▸ TASK ITEM: What you output must be the exact lines from the first line of the data through the one holding "Expected output: a single point for each instance of the bald", with no pictures.

▸ MATERIAL SHOWN:
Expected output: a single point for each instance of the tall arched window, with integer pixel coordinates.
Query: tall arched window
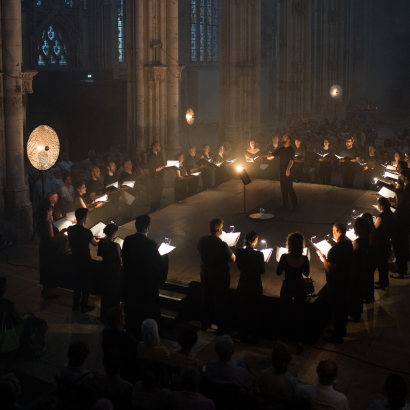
(204, 30)
(52, 48)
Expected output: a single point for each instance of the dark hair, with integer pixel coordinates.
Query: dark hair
(80, 213)
(327, 371)
(77, 353)
(110, 229)
(114, 317)
(187, 338)
(250, 237)
(190, 378)
(362, 228)
(396, 391)
(78, 184)
(142, 222)
(43, 210)
(152, 375)
(341, 227)
(8, 394)
(280, 358)
(384, 203)
(112, 362)
(215, 224)
(295, 243)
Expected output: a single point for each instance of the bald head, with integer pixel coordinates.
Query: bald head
(327, 372)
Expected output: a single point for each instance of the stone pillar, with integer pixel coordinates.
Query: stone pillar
(240, 69)
(153, 74)
(17, 200)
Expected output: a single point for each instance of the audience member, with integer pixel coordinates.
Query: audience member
(147, 394)
(183, 357)
(396, 391)
(190, 398)
(225, 370)
(150, 348)
(73, 370)
(276, 381)
(322, 395)
(110, 382)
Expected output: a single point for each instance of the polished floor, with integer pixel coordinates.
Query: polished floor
(186, 221)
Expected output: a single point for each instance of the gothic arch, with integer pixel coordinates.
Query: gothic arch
(66, 43)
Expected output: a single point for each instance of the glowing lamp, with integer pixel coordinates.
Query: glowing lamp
(43, 147)
(336, 91)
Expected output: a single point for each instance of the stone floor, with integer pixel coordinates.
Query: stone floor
(373, 349)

▸ ANSWER BOX:
Expected output: a single point for each instance of the tall arched window, with integer pixel coordinates.
Query: tall arched window
(204, 30)
(52, 48)
Expected output: a single point for each instance of the dark hair, with integer pixel coordinates.
Query: dark hair
(80, 213)
(327, 371)
(77, 353)
(110, 229)
(114, 317)
(187, 338)
(250, 237)
(190, 378)
(362, 228)
(396, 391)
(78, 184)
(142, 222)
(43, 210)
(152, 375)
(341, 227)
(8, 394)
(280, 358)
(384, 203)
(112, 362)
(215, 224)
(295, 243)
Expected output: a single point for each instance of the bald head, with integer pixel coordinates.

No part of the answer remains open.